◆ PROBLEM
Read through the records below and copy each line that uses the word "collar".

── DATA

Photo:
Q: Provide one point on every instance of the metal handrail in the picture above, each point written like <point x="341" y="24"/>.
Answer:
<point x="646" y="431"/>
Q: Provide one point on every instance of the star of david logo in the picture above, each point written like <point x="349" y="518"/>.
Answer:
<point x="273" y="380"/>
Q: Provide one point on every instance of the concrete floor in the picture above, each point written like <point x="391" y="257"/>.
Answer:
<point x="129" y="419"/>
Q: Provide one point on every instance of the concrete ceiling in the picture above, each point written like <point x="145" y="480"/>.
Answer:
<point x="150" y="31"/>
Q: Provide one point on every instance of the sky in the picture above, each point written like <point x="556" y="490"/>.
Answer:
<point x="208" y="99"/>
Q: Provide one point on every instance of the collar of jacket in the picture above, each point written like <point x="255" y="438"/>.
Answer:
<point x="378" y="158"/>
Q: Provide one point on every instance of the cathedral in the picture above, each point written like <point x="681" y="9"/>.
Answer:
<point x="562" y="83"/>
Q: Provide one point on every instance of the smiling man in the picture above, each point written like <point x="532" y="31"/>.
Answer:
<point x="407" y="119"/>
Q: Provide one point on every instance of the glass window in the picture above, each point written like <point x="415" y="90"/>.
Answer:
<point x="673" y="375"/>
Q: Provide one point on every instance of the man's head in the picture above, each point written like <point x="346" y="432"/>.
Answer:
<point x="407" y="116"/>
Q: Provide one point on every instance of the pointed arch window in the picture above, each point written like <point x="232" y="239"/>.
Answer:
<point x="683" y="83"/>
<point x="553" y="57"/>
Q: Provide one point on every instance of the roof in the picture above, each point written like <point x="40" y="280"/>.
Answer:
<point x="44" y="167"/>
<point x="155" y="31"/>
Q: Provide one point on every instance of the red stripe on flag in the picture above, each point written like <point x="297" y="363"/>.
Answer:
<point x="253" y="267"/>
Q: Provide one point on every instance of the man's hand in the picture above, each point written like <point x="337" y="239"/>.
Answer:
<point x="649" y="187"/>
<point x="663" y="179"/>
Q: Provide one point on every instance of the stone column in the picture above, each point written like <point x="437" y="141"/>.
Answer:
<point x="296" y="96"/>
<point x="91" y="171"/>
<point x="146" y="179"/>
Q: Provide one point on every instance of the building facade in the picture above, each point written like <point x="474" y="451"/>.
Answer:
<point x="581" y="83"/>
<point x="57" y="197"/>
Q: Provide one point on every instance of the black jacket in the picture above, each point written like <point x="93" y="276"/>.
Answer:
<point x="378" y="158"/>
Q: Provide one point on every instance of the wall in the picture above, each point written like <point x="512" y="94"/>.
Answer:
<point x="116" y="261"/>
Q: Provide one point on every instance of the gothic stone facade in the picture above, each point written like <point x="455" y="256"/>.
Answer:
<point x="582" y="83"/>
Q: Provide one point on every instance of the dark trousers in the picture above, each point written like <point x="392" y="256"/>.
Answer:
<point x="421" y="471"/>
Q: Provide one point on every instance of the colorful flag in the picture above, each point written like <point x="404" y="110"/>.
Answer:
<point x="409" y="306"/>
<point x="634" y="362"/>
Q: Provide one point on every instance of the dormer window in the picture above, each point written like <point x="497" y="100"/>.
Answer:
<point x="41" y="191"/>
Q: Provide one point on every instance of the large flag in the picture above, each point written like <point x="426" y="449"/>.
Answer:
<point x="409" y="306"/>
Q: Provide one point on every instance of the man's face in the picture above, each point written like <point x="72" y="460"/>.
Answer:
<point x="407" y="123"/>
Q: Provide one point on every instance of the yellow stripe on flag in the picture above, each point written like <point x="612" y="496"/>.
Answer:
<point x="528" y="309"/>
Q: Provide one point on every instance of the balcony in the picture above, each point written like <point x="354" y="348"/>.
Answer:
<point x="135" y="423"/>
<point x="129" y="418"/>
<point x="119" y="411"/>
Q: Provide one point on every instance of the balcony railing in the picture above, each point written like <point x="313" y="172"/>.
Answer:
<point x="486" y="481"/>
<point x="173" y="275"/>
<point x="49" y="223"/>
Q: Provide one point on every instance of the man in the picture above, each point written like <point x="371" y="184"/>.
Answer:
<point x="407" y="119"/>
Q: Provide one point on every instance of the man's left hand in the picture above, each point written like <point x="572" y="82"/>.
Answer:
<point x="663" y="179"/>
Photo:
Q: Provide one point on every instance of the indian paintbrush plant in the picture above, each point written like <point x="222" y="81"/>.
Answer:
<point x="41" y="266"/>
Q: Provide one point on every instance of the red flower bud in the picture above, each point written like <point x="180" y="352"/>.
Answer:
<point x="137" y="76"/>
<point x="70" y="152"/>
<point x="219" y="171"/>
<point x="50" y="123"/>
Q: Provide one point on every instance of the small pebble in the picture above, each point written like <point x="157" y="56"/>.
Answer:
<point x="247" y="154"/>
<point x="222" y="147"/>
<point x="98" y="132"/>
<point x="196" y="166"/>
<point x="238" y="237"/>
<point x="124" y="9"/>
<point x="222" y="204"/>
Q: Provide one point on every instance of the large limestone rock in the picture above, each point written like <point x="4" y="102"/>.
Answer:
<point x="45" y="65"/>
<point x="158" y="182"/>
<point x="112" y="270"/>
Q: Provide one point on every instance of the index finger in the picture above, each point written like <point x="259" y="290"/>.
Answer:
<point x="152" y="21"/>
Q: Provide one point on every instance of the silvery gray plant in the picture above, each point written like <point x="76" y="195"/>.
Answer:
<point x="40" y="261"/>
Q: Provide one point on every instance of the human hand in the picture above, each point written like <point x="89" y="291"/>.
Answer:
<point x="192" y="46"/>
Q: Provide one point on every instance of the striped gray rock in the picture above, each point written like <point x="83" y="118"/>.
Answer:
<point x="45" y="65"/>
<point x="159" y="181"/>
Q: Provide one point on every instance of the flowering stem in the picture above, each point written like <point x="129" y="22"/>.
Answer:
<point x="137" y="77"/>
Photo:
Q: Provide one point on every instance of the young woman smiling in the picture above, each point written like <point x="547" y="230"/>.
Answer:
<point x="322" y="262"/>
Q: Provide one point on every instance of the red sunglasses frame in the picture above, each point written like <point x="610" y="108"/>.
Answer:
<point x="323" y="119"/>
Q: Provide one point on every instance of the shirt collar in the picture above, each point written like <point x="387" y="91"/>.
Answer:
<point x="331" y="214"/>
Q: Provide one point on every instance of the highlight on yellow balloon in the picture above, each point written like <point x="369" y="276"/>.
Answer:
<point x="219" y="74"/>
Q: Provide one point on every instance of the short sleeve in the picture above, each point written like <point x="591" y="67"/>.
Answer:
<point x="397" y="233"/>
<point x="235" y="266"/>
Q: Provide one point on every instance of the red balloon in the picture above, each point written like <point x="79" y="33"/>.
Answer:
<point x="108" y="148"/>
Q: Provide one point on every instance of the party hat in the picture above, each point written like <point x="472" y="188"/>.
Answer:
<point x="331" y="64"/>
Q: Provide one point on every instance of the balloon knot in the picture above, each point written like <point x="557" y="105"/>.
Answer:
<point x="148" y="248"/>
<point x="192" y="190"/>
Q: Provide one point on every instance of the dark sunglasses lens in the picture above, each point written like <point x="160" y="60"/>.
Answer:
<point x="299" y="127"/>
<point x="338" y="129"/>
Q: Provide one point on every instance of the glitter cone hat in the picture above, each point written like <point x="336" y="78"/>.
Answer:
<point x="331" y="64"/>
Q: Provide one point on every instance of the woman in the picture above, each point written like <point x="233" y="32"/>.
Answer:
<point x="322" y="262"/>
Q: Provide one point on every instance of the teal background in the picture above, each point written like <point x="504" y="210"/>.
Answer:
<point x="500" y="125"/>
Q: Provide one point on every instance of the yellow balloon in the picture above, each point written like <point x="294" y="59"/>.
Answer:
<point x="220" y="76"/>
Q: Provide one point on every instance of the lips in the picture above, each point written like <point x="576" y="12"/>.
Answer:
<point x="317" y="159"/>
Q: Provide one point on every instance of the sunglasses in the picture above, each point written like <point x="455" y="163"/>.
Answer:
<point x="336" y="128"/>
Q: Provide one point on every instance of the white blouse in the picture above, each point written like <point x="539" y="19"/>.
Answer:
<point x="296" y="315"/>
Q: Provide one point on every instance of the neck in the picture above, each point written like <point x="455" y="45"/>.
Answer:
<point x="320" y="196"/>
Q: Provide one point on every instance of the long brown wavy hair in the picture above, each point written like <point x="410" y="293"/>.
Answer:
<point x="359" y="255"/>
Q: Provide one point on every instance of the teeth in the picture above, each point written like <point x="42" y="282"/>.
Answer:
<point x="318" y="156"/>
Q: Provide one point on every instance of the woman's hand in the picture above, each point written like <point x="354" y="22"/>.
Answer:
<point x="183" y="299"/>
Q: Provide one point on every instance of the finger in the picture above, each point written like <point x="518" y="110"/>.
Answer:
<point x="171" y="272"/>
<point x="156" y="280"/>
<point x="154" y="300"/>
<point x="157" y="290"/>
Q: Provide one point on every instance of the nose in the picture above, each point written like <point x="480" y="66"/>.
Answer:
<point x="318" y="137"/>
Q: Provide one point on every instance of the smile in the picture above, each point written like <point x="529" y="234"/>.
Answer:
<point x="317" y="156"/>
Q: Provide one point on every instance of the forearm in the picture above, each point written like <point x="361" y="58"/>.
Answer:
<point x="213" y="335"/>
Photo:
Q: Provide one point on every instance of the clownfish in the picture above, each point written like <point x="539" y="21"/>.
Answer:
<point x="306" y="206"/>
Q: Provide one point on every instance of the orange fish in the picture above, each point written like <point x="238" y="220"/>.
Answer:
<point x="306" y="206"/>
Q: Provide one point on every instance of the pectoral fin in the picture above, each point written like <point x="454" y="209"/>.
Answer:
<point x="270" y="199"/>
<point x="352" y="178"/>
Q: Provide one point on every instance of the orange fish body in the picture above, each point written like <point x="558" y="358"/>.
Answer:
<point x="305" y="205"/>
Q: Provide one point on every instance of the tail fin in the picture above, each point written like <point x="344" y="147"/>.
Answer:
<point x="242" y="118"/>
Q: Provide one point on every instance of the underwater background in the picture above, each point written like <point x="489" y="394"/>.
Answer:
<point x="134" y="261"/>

────

◆ RESPONSE AREA
Q: Provide one point on every instance of the collar of jacket in the picture above, each point written like <point x="255" y="438"/>.
Q: Provide one point on every instance of the shirt collar in the picture above, each point written like <point x="387" y="91"/>.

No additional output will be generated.